=== Begin Enclosure ===

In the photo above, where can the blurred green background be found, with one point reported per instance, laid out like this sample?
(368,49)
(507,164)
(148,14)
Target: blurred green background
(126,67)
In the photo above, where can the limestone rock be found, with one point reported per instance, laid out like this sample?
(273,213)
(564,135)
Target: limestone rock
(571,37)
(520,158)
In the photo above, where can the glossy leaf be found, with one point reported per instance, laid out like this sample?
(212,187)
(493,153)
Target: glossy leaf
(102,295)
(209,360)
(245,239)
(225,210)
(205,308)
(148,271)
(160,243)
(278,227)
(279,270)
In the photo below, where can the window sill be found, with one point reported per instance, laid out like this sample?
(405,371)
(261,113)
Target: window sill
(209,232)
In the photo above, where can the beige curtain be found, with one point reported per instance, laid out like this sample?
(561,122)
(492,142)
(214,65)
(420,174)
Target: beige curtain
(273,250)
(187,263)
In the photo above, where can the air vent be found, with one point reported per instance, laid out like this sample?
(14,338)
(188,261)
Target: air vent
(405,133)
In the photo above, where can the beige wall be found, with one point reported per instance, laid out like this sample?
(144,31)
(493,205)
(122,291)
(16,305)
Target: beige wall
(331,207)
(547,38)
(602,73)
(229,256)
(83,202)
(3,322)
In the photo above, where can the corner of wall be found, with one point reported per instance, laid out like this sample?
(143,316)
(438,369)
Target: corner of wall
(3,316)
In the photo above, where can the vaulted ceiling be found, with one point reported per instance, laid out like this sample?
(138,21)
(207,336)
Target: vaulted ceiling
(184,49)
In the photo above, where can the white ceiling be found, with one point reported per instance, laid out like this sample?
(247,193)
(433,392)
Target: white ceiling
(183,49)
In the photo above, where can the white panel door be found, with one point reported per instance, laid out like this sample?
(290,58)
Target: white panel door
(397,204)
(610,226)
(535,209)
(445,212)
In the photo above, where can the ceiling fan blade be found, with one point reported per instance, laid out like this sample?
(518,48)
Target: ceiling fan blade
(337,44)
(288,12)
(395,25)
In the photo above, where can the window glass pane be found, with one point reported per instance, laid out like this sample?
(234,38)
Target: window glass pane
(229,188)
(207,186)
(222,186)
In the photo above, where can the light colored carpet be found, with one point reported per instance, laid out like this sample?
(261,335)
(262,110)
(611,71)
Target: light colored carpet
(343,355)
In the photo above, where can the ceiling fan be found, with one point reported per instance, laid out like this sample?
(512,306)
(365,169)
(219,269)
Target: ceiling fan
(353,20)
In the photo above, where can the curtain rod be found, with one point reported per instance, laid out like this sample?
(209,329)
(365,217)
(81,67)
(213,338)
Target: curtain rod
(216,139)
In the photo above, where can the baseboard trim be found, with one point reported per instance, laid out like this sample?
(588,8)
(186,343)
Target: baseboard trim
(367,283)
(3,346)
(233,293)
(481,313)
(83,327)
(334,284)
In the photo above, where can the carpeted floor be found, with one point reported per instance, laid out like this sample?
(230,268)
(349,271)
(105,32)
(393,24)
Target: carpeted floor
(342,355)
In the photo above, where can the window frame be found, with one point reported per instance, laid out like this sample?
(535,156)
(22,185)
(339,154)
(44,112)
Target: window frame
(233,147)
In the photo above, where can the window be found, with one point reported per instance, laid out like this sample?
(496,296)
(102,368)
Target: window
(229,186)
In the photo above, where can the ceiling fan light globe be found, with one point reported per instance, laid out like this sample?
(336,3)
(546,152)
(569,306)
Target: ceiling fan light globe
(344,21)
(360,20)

=== End Enclosure ===

When you reach this point, go back and write out each record above exactly.

In the photo above, where can the blurred green background be found, with one point reported per instance, laid out like this sample?
(368,49)
(507,164)
(148,14)
Target: blurred green background
(126,67)
In the photo above, where can the limestone rock be found, with one point reported per instance, laid out like this sample?
(273,213)
(564,135)
Target: limestone rock
(571,37)
(520,158)
In the photo above, where can the glossy leaf be found, with one point reported per instance, laid out like this sample?
(212,187)
(493,153)
Target: glossy leaf
(102,295)
(209,360)
(245,239)
(225,210)
(205,308)
(148,271)
(160,243)
(278,227)
(279,270)
In the photo below, where can the window sill be found, with one point reported per instance, laid out like this sample?
(405,371)
(261,113)
Target: window sill
(209,232)
In the photo above, where can the beige curtain be found, with one point reported per instance, laid out like this sample?
(561,122)
(492,142)
(214,65)
(420,174)
Target: beige curtain
(273,250)
(187,263)
In the photo above, where can the air vent be found, with one point reported per instance, laid out like this sample?
(14,338)
(188,261)
Target: air vent
(405,133)
In the photo above, where can the beige wall be found, with one point reported per instance, laid out like this sample?
(144,31)
(493,205)
(122,291)
(16,305)
Target: beige wall
(331,207)
(547,38)
(602,73)
(229,256)
(83,202)
(3,322)
In the photo above, where can the corner of wall be found, with one point reported per instance, laid out like this sample?
(143,316)
(438,369)
Target: corner of wall
(3,316)
In the photo above, where can the vaulted ceiling be found, with one point reported per instance, laid out like this sample?
(138,21)
(207,336)
Target: vaulted ceiling
(184,49)
In the photo above, where can the white ceiling be found, with one point reported per instance, laid out like this sample?
(247,193)
(433,392)
Target: white ceiling
(183,49)
In the photo above, where can the white panel door be found, with one point reported per instance, laid out like this sample?
(290,58)
Target: white panel door
(397,204)
(610,226)
(535,209)
(445,212)
In the photo above, where can the ceiling fan blade be found, with one point reported per instance, laid out like this sample?
(518,48)
Target: ceiling fan blade
(337,44)
(288,12)
(395,25)
In the photo above, where can the window glass pane be found, with one point reported per instance, laid out like this sample?
(234,38)
Target: window glass pane
(229,188)
(207,186)
(222,186)
In the photo above, where can the light colored carpet be found, with one point reported per instance, laid out like this sample?
(261,335)
(262,110)
(611,71)
Target: light colored carpet
(343,355)
In the photo above, where can the ceiling fan be found, with one point reported per instance, laid out like this sample?
(512,306)
(365,169)
(219,269)
Target: ceiling fan
(353,20)
In the photo above, where can the curtain rod be found, with one point reported per instance, laid out like this sample?
(209,329)
(365,217)
(81,67)
(213,338)
Target: curtain rod
(216,139)
In the photo above, where can the baseboard trim be found, with one point reported per instance, laid out like this sample?
(588,8)
(186,343)
Target: baseboard trim
(367,283)
(3,346)
(233,293)
(481,313)
(83,327)
(334,284)
In the photo above, where can the carpeted floor be found, with one point reported per instance, laid out like this sample?
(230,268)
(349,271)
(105,32)
(393,24)
Target: carpeted floor
(342,355)
In the photo above, where can the window frame be found, with one point reported per instance, laid out like this sample?
(535,156)
(22,185)
(339,154)
(44,112)
Target: window frame
(233,147)
In the photo above, where can the window be found, with one point reported per instance, laid out like this sample?
(496,296)
(102,368)
Target: window
(229,186)
In the photo above, where can the ceiling fan light globe be found, with one point reported per instance, laid out like this sample?
(336,3)
(546,152)
(569,306)
Target: ceiling fan light globe
(344,21)
(360,20)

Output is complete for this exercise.